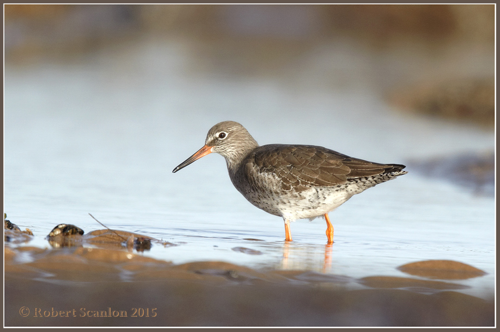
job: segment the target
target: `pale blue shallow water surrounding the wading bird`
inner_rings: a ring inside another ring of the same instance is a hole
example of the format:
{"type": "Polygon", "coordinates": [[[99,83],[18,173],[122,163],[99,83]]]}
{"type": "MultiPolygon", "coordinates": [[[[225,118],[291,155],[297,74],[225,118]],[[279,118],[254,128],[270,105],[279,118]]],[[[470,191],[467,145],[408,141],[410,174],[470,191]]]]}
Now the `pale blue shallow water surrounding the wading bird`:
{"type": "Polygon", "coordinates": [[[407,276],[395,268],[446,259],[488,273],[461,281],[472,287],[461,292],[492,293],[493,198],[410,166],[330,213],[332,246],[321,219],[292,223],[294,241],[285,244],[282,220],[239,195],[220,156],[171,173],[222,120],[242,123],[260,144],[315,144],[403,164],[492,149],[492,132],[393,112],[365,84],[331,90],[307,78],[196,71],[193,61],[171,42],[71,63],[6,65],[4,211],[33,231],[29,245],[48,247],[43,238],[60,223],[101,229],[91,213],[109,228],[178,244],[143,253],[176,264],[225,261],[361,278],[407,276]]]}

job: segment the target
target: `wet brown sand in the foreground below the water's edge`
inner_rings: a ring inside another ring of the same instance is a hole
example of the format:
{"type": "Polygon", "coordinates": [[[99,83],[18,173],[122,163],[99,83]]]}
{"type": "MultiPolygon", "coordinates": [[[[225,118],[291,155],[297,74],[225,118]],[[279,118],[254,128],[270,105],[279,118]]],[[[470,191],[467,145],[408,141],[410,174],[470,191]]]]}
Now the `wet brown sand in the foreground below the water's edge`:
{"type": "MultiPolygon", "coordinates": [[[[26,236],[4,231],[10,240],[26,236]]],[[[92,233],[57,249],[6,242],[6,327],[494,325],[493,296],[459,292],[468,288],[460,280],[484,273],[459,262],[416,262],[399,267],[408,278],[361,279],[225,262],[174,265],[127,248],[123,238],[136,234],[92,233]]]]}

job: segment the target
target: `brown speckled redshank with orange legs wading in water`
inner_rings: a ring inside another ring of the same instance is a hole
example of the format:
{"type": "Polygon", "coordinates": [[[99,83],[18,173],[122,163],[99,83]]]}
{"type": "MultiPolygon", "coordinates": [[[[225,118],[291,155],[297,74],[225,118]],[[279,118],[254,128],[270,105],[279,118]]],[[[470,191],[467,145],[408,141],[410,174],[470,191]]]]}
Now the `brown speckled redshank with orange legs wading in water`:
{"type": "Polygon", "coordinates": [[[324,216],[328,244],[333,243],[328,212],[352,195],[407,173],[404,165],[373,163],[321,146],[259,146],[234,121],[214,125],[205,145],[173,173],[212,152],[225,158],[232,184],[251,204],[283,218],[285,241],[292,241],[290,221],[324,216]]]}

════════

**Exercise**
The reply must consist of the complete listing, reproduced exactly, with no images.

**Response area**
job: segment the target
target: `pale blue shallow water surrounding the wading bird`
inner_rings: a ring inside another ring of the same instance is a hole
example of the format:
{"type": "Polygon", "coordinates": [[[99,83],[18,173],[122,163],[99,83]]]}
{"type": "MultiPolygon", "coordinates": [[[[225,118],[291,155],[297,74],[225,118]],[[279,118],[254,128],[270,105],[279,118]]],[[[470,191],[467,145],[408,141],[410,174],[470,191]]]]}
Now the `pale blue shallow water surrounding the wading bird`:
{"type": "Polygon", "coordinates": [[[407,276],[395,268],[446,259],[488,273],[461,281],[472,287],[461,292],[492,293],[493,198],[410,166],[330,213],[332,246],[321,219],[292,223],[294,241],[285,244],[282,220],[239,195],[220,156],[171,173],[222,120],[242,123],[260,144],[315,144],[403,164],[492,149],[492,132],[393,112],[365,84],[331,90],[307,78],[196,71],[193,61],[171,42],[71,63],[6,65],[4,211],[33,231],[29,245],[48,247],[43,238],[60,223],[101,229],[91,213],[109,228],[178,244],[143,253],[176,264],[225,261],[361,278],[407,276]]]}

job: segment the target
target: `wet brown sand in the foreground below the water's edge`
inner_rings: a ring inside another ring of the same instance is a hole
example of the format:
{"type": "Polygon", "coordinates": [[[99,83],[18,173],[122,163],[99,83]]]}
{"type": "MultiPolygon", "coordinates": [[[[225,118],[291,155],[297,74],[225,118]],[[279,118],[254,128],[270,105],[279,118]]],[[[470,191],[467,145],[408,141],[410,174],[470,191]]]]}
Now the `wet brown sand in the foreground below the water's edge`:
{"type": "MultiPolygon", "coordinates": [[[[26,236],[4,231],[10,240],[26,236]]],[[[92,233],[57,249],[6,242],[6,327],[494,325],[493,296],[459,292],[468,288],[460,280],[484,273],[459,262],[416,262],[399,267],[408,278],[361,279],[225,262],[174,265],[127,248],[123,238],[136,234],[92,233]]]]}

job: segment the target
target: `brown speckled redshank with orange legs wading in water`
inner_rings: a ring inside another ring of the same instance is a hole
example of the format:
{"type": "Polygon", "coordinates": [[[99,83],[18,173],[122,163],[99,83]]]}
{"type": "MultiPolygon", "coordinates": [[[[225,118],[291,155],[297,74],[225,118]],[[279,118],[254,128],[270,105],[279,118]]],[[[470,191],[467,145],[408,141],[410,174],[470,191]]]]}
Now the `brown speckled redshank with orange legs wading in water`:
{"type": "Polygon", "coordinates": [[[324,216],[328,244],[333,243],[328,212],[352,195],[407,173],[404,165],[373,163],[321,146],[259,146],[234,121],[214,125],[205,145],[173,173],[212,152],[225,158],[232,184],[251,204],[283,218],[285,241],[292,241],[290,221],[324,216]]]}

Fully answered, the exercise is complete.